### Text block:
☆ ☆ ☆
1. A vector operation method, comprising:
splitting a target vector operation to be performed to determine a plurality of basic operations in a predetermined execution order;
sequentially generating, according to the predetermined execution order, a plurality of basic operation instructions corresponding to the plurality of basic operations; and
sequentially executing, according to the predetermined execution order, the plurality of basic operation instructions on initial data to be subjected to the target vector operation, so as to implement the target vector operation on the initial data,
wherein to-be-calculated data for a latter basic operation of two adjacent basic operations is an operation result of a former basic operation of the two adjacent basic operations.
2. The vector operation method of claim 1, wherein sequentially generating, according to the predetermined execution order, the plurality of basic operation instructions corresponding to the plurality of basic operations comprises:
storing the generated basic operation instruction in a first register after each basic operation instruction is generated,
in the operation of sequentially executing, according to the predetermined execution order, the plurality of basic operation instructions on the initial data to be subjected to the target vector operation so as to implement the target vector operation on the initial data, execution of each basic operation instruction comprises:
reading the basic operation instruction from the first register; and
performing an operation on the to-be-calculated data according to the read basic operation instruction.
3. The vector operation method of claim 2, wherein an operation of generating an ith basic operation instruction and an operation of executing a jth basic operation instruction are performed synchronously, wherein both i and j denote sequence numbers and are positive integers, and i>j.
4. The vector operation method of claim 2, wherein before splitting the target vector operation to be performed to determine the plurality of basic operations in the predetermined execution order, the vector operation method further comprises:
writing the initial data to a buffer to be used as the to-be-calculated data for a first basic operation,
before performing a last basic operation, execution of each basic operation instruction further comprises:
storing an operation result in the buffer to be used as the to-be-calculated data for a next basic operation, and
before performed the operation on the to-be-calculated data according to the read basic operation instruction, execution of each basic operation instruction further comprises:
reading the to-be-calculated data from the buffer.
5. The vector operation method of claim 4, wherein sequentially generating, according to the predetermined execution order, the plurality of basic operation instructions corresponding to the plurality of the basic operations comprises:
sequentially generating a plurality of initial operation instructions according to the plurality of basic operations, wherein the generated initial operation instruction is written to a second register after each initial operation instruction is generated;
sequentially reading the initial operation instruction from the second register; and
respectively compiling each initial operation instruction to obtain each corresponding basic operation instruction.
6. The vector operation method of claim 5, wherein the first register and the second register are both pipeline registers, and the operation of reading the initial operation instruction from the second register is implemented through handshaking of the first register and the second register.
7. The vector operation method of claim 1, wherein the initial data is in a predetermined format, and before sequentially executing, according to the predetermined execution order, the plurality of the basic operation instructions on the initial data to be subjected to the target vector operation so as to implement the target vector operation on the initial data, the vector operation method further comprises:
acquiring input data; and
converting the input data into the initial data in the predetermined format.
☆ ☆ ☆
### Extracted entries:
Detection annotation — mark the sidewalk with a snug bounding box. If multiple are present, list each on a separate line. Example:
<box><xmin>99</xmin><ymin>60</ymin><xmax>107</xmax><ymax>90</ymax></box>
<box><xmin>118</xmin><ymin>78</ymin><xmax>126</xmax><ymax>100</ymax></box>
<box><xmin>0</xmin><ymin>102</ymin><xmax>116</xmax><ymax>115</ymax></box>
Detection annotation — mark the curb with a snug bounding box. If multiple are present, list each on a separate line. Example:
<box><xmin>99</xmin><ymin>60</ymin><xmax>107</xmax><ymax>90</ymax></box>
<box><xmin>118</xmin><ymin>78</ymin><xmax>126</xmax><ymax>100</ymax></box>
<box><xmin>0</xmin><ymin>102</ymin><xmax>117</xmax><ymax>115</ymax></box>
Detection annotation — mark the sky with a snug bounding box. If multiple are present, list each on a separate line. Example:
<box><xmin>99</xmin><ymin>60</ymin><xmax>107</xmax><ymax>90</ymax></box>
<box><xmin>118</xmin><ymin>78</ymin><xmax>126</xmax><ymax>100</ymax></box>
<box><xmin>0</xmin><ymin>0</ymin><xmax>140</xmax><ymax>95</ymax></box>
☆ ☆ ☆
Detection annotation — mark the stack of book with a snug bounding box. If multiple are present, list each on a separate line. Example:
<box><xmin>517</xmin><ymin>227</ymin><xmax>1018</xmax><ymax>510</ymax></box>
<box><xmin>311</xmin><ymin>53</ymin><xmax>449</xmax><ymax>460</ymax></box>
☆ ☆ ☆
### Exercise instructions:
A) According to the vector operation claims, what type of register are the first register and the second register?
B) From the vector operation claims, output the passage starting with "6. The vector" and going on through "the predetermined format.".
C) Carry the vector operation claims forward with the part that comes next after they stop.

### Answers below:
A) Both are pipeline registers.

B)
6. The vector operation method of claim 5, wherein the first register and the second register are both pipeline registers, and the operation of reading the initial operation instruction from the second register is implemented through handshaking of the first register and the second register.
7. The vector operation method of claim 1, wherein the initial data is in a predetermined format, and before sequentially executing, according to the predetermined execution order, the plurality of the basic operation instructions on the initial data to be subjected to the target vector operation so as to implement the target vector operation on the initial data, the vector operation method further comprises:
acquiring input data; and
converting the input data into the initial data in the predetermined format.

C)
8. The vector operation method of claim 7, wherein the predetermined format is a 12-bit data format,
in a case where a data type of the input data is FP16, converting the input data into the initial data in the predetermined format comprises: converting the input data into the initial data comprising an exponent bit, a 1-bit sign bit, and 11-bit precision bits;
in a case where the data type of the input data is INT8, converting the input data into the initial data in the predetermined format comprises: converting the input data into the initial data comprising 5-bit sign bits and 7-bit true-form precision bits; and
in a case where the data type of the input data is INT12, converting the input data into the initial data in the predetermined format comprises: converting the input data into the initial data comprising a 1-bit sign bit and 11-bit precision bits.
9. The vector operation method of claim 1, wherein the target vector operation comprises a ReLU activation operation, and the initial data is matrix data,
in the operation of splitting the target vector operation to be performed to determine the plurality of basic operations in the predetermined execution order, the basic operations in the predetermined execution order are respectively:
a size-comparison basic operation, wherein the initial data is compared with a reference matrix to obtain maximum values, a feature map of the reference matrix is the same as a feature map of the initial data, and each element of the reference matrix is 0; and
a multiplication basic operation, wherein each element point of the to-be-calculated data is multiplied by a coefficient K.
10. A vector operator, comprising:
a splitting module configured to split a target vector operation to be performed to determine a plurality of basic operations in a predetermined execution order;
an instruction generation module configured to sequentially generate, according to the predetermined execution order, a plurality of basic operation instructions corresponding to the plurality of basic operations; and
at least one operation module configured to sequentially execute, according to the predetermined execution order, the plurality of basic operation instructions on initial data to be subjected to the target vector operation, so as to implement the target vector operation on the initial data,
wherein to-be-calculated data for a latter basic operation of two adjacent basic operations is an operation result of a former basic operation of the two adjacent basic operations.
11. The vector operator of claim 10, wherein the instruction generation module comprises an instruction generation unit and a first register,
the instruction generation unit is configured to generate the basic operation instructions, and write the generated basic operation instruction to the first register after each basic operation instruction is generated; and
the at least one operation module is configured to:
read the basic operation instruction from the first register, and perform an operation on the to-be-calculated data according to the read basic operation instruction.
12. The vector operator of claim 11, wherein generating an ith basic operation instruction by the instruction generation unit and executing a jth basic operation instruction by the operation module are carried out synchronously, wherein both i and j denote sequence numbers and are positive integers, and i>j.
13. The vector operator of claim 11, further comprising a buffer configured to store the initial data to be used as the to-be-calculated data for a first basic operation,
before performing a last basic operation, the operation module is further configured to store an operation result obtained by execution of each basic operation instruction in the buffer to be used as the to-be-calculated data for a next basic operation; and
before performing the operation on the to-be-calculated data according to the read basic operation instruction, the operation module is further configured to read the to-be-calculated data from the buffer.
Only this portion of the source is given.